Photo-based referring expression data:
= = =
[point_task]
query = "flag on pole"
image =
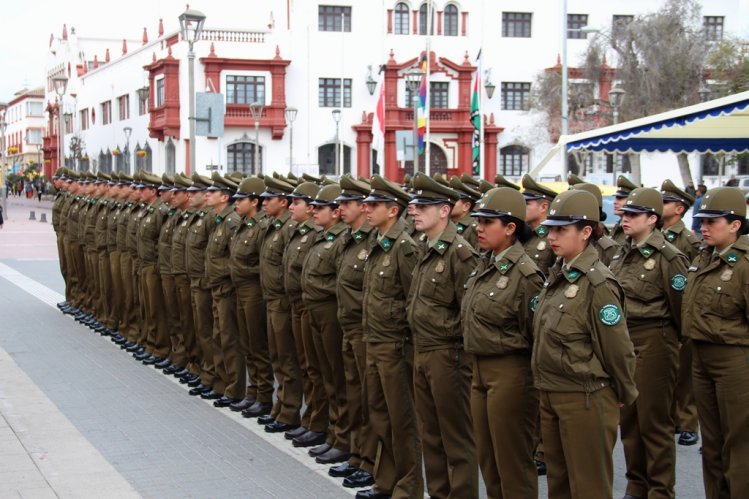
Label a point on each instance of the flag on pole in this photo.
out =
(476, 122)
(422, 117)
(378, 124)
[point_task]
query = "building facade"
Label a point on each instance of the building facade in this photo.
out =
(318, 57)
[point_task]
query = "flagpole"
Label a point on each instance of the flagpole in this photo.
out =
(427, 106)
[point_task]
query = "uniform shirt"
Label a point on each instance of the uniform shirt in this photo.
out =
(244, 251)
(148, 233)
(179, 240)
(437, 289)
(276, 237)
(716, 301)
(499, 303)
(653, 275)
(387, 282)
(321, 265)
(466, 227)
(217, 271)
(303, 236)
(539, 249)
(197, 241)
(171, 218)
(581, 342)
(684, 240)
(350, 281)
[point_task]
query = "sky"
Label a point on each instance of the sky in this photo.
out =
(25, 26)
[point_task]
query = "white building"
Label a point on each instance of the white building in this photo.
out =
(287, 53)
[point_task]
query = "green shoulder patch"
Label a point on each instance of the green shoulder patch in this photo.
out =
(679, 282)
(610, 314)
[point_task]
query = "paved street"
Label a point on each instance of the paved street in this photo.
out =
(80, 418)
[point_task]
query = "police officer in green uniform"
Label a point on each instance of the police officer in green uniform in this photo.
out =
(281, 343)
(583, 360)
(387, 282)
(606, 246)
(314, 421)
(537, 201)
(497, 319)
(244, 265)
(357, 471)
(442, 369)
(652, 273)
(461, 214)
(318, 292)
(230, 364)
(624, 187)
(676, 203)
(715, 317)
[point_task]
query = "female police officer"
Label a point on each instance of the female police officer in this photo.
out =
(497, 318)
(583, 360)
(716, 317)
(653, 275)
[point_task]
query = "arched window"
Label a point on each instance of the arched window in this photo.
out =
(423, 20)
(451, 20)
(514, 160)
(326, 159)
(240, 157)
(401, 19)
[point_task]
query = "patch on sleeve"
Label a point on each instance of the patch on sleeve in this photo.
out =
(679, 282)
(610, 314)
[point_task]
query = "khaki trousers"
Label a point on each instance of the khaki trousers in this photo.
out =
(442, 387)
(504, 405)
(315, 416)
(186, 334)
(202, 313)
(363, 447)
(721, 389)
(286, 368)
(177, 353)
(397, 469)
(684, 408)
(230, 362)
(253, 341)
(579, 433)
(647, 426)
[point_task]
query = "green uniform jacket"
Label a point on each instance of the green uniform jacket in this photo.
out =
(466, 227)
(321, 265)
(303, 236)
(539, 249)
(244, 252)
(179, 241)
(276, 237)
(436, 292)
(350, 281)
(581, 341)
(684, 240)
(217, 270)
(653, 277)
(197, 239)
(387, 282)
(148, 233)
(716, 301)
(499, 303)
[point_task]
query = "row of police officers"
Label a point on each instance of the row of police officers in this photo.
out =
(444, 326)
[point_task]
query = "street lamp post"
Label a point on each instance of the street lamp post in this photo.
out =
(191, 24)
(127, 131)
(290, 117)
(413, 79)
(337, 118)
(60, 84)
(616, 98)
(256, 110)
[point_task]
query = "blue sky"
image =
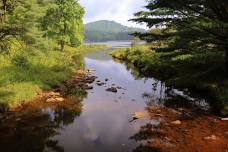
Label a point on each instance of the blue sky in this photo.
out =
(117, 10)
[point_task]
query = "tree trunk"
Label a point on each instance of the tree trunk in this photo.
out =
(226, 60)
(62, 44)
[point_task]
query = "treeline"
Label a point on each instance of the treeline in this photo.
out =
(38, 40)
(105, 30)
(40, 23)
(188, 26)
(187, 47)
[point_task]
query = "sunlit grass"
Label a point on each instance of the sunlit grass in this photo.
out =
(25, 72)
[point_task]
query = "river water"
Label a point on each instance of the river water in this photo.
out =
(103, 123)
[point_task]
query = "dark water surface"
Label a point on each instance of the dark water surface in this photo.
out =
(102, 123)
= = =
TASK ITEM: The line containing "Label a point on each instance of the uniform" marks where the copy ends; print every line before it from the start of the records, and that line too, but no pictures.

WRITTEN RESPONSE:
[point_task]
query = "flag on pole"
image =
Label a point on each instance of the flag on pole in this photo.
out =
(476, 122)
(422, 117)
(378, 124)
[point_task]
query = "building facade"
Label a point on each instance of the building facade in this photo.
out =
(318, 57)
[point_task]
query = "flagpole"
Label a point on each instance of the flagpole in this photo.
out =
(427, 106)
[point_task]
query = "uniform shirt"
Label a point on each instance of the uniform shirt in this photo.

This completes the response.